**What you need to do**
Set down each of the records below word for word, keeping every line in its original order, and leave the pictures out of your copy.

**Dataset content**

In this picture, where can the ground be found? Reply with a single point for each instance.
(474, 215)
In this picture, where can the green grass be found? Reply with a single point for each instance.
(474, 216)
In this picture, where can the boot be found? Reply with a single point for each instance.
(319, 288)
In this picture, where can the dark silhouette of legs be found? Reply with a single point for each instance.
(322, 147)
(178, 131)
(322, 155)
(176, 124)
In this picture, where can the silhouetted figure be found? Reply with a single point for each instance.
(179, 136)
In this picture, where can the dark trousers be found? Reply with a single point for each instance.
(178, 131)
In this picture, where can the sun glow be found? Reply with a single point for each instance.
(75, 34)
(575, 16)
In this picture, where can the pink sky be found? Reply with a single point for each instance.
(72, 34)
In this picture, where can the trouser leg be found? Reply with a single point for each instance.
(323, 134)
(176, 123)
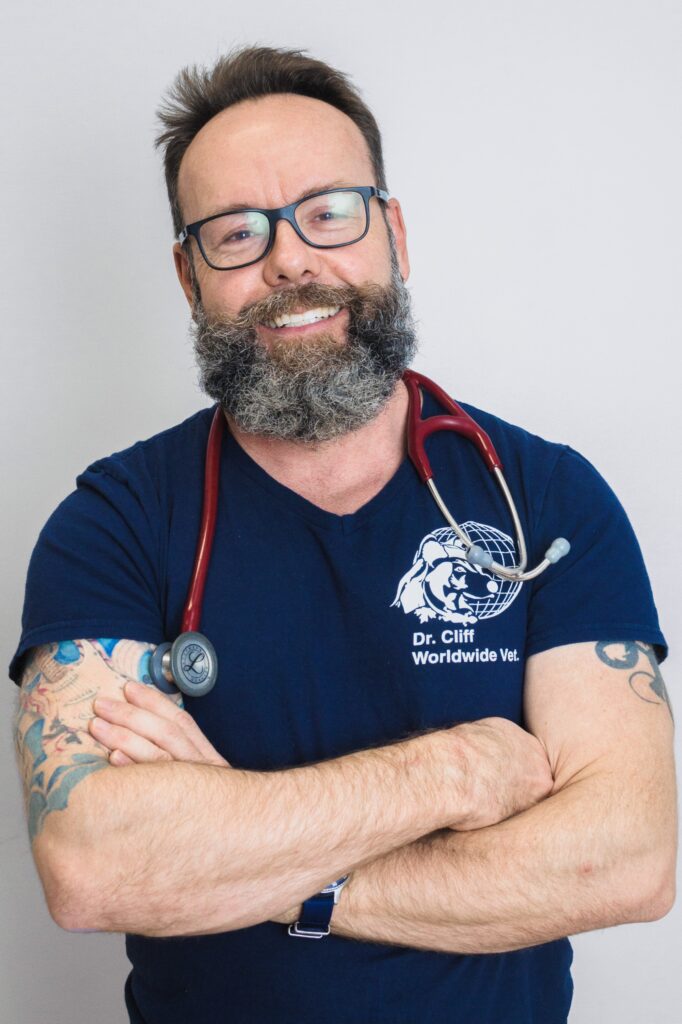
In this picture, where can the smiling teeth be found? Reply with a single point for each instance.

**Result for this task**
In this picture, where can the ground be found? Reply with a single point for each instance.
(474, 215)
In this picture, where can the green grass be found? Reply with a single point for each instance.
(474, 216)
In this picture, where can the boot be found? Reply with a single point for each instance.
(319, 288)
In this picture, where can the dark silhouette of legs be found? Reply with a single point for each instance.
(322, 147)
(178, 131)
(322, 155)
(176, 124)
In this picture, where can the silhouetted figure be found? Reply with a single point for each instance.
(179, 136)
In this picture, where can the dark trousers be found? Reply with a single point for each instance.
(178, 131)
In this picture, where can the sun glow be found? Reply with a single point for each instance.
(75, 34)
(575, 16)
In this picture, where can the pink sky be found? Reply with a single point for each instance.
(72, 34)
In this picture, where can the trouser leg be found? Reply with a single point for each instance.
(323, 134)
(176, 123)
In this picture, where can the smiling teeth be found? Reply with a single point for each instance.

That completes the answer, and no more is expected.